- Texto de origem:
Mil vezes Moutinho. Diz o Zerozero – e a gente acredita, porque o Zerozero é uma referência nestas coisas – que Moutinho fez ontem o milésimo jogo profissional da sua carreira, dividido entre o Sporting (260), o FC Porto (140), o AS Mónaco (219), o Wolverhampton WFC (212), o SC Braga (23) e a seleção nacional (146). Aos 37 anos, o médio algarvio já não tem a energia que tinha quando José Peseiro o lançou no Sporting, numa eliminatória da Taça de Portugal com o Pampilhosa, a 4 de Janeiro de 2005, fez na semana passada 19 anos. E não pode sequer dizer-se que tenha compensado muito com experiência, porque João Moutinho era, aos 18 anos, um veterano, pela forma como sabia sempre o que fazer. Foi muito ele o segredo desse Sporting de Peseiro, que chegou à final da Taça UEFA de 2005 e perdeu a Liga num estranho hara-kiri, como foi ele o segredo do Sporting que Paulo Bento transformou num modelo nas transições defensivas, ou do FC Porto de André Villas Boas, uma equipa a quem era difícil tirar a bola, tanta era a sua segurança na posse, e na qual ganhou tudo, da Liga Portuguesa à Liga Europa. João Moutinho já era aos 18 anos o extraordinário médio que veio depois a ser campeão europeu aos 29, mas passou pelo futebol como alvo de incompreensão e injustiça. De Carlos Queiroz, que o não levou ao Mundial de 2010, forçando-o a encarar a necessidade de se mudar para um clube onde ganhasse títulos e pudesse jogar na seleção. De José Eduardo Bettencourt, que aceitou negociá-lo para um rival, lançando-lhe um cima um rótulo de “maçã podre” depois tantas vezes repetido e responsável pelo facto de o estádio no qual mais vezes jogou (Alvalade) ser hoje o único onde ele corre sérios riscos de ser assobiado pelos adeptos do clube cuja camisola mais vezes defendeu. Do mercado, que nunca lhe reconheceu o valor, forçando-o a tornar melhores equipas banais, como o AS Mónaco que conduziu às meias-finais da Champions em 2017 ou o Wolverhampton WFC, que meteu nos quartos-de-final da Liga Europa em 2020. João Moutinho foi sempre um jogador tão discreto como eficaz, mas no dia em que chega ao milésimo jogo como profissional é altura de se reconhecer a evidência de que foi um dos maiores da sua geração.

- Enunciado 1:
Quantas linhas das entradas contêm a palavra "front"? Indique apenas o número.

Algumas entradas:
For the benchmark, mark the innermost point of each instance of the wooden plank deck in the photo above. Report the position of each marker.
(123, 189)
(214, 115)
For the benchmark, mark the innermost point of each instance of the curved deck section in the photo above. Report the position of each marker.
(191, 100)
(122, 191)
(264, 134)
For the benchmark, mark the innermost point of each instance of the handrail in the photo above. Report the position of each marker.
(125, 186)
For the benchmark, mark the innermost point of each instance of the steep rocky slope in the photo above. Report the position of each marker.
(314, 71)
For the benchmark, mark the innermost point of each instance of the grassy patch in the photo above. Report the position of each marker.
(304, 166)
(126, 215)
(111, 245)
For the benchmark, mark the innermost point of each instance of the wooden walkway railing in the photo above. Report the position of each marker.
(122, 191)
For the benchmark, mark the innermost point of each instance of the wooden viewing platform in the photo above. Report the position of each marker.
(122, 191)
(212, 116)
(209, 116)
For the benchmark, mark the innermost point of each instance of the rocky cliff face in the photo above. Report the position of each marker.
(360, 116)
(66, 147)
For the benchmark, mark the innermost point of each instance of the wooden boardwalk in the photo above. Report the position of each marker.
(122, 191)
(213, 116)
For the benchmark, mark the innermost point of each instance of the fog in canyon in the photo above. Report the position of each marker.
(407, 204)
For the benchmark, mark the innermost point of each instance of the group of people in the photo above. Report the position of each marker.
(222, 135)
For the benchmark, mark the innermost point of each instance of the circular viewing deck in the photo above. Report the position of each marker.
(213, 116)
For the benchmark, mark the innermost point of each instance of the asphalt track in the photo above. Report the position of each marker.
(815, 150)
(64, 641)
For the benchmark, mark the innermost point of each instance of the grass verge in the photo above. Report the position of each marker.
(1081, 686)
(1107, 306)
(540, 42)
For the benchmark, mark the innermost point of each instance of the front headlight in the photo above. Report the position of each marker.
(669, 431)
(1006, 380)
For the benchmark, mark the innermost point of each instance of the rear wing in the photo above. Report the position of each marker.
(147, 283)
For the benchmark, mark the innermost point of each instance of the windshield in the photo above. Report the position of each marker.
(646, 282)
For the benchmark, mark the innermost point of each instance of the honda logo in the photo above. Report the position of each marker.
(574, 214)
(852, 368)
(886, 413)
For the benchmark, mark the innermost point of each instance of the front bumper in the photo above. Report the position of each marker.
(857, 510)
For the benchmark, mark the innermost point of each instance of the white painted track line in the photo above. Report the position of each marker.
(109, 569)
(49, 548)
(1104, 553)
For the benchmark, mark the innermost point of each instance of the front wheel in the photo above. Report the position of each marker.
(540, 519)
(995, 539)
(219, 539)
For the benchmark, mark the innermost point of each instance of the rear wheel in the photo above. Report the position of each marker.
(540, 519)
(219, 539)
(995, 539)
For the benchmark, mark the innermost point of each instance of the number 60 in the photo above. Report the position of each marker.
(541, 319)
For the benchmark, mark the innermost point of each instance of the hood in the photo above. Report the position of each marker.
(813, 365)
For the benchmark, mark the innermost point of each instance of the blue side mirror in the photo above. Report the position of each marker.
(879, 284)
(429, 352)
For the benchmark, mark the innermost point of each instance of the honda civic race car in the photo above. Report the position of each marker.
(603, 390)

- Enunciado 2:
Que clubes surgem na contagem dos mil jogos profissionais de Moutinho, no texto sobre João Moutinho? Liste-os todos.

- Resultado final 1:
3

- Resultado final 2:
- Sporting
- FC Porto
- AS Mónaco
- Wolverhampton WFC
- SC Braga